### EXTRACTED INFORMATION:
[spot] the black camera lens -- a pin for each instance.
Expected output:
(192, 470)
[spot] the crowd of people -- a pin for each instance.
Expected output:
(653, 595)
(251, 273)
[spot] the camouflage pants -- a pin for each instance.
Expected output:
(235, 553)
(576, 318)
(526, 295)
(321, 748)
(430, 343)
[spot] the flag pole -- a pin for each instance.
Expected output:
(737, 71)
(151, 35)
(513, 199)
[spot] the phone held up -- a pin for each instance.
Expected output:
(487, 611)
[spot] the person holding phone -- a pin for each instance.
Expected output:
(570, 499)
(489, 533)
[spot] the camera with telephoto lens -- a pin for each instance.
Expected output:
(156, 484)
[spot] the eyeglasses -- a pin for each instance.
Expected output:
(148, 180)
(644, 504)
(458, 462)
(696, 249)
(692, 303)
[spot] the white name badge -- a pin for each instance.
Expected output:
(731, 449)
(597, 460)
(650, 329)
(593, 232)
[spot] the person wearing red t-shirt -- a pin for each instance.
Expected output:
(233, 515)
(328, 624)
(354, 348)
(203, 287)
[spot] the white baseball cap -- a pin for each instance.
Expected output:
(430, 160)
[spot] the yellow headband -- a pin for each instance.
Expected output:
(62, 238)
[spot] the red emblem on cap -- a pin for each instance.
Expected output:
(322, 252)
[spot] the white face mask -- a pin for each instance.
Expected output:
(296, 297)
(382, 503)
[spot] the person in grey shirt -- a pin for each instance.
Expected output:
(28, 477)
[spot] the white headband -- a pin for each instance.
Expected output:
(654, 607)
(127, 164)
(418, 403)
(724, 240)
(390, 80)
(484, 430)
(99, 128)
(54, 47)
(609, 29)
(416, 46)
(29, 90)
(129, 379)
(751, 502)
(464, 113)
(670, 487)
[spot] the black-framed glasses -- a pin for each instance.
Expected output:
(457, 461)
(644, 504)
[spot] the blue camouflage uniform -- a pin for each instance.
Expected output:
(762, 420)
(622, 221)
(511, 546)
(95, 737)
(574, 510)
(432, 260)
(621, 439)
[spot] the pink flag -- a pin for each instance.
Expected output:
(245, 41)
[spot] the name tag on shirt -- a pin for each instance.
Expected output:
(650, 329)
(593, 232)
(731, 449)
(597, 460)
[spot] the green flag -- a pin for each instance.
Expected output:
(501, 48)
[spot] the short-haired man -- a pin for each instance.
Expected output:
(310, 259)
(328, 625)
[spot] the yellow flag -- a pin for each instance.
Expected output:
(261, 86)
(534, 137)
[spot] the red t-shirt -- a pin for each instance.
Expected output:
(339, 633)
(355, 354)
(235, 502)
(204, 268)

### TASK DESCRIPTION:
Retype the material word for word, starting at the line that contains "[spot] the pink" and ending with the last line of the material, both ends included.

### SOLUTION BELOW:
[spot] the pink flag -- a pin for each instance.
Expected output:
(245, 41)
[spot] the name tag on shirt -- a pin for each instance.
Expected output:
(650, 329)
(593, 232)
(731, 449)
(597, 460)
[spot] the green flag -- a pin for each instance.
Expected output:
(501, 48)
[spot] the short-haired man -- a pin for each instance.
Expected output:
(310, 259)
(328, 625)
[spot] the yellow flag -- a pin for each instance.
Expected output:
(261, 86)
(534, 137)
[spot] the red t-shirt -- a pin for each instance.
Expected output:
(339, 633)
(355, 354)
(235, 502)
(204, 268)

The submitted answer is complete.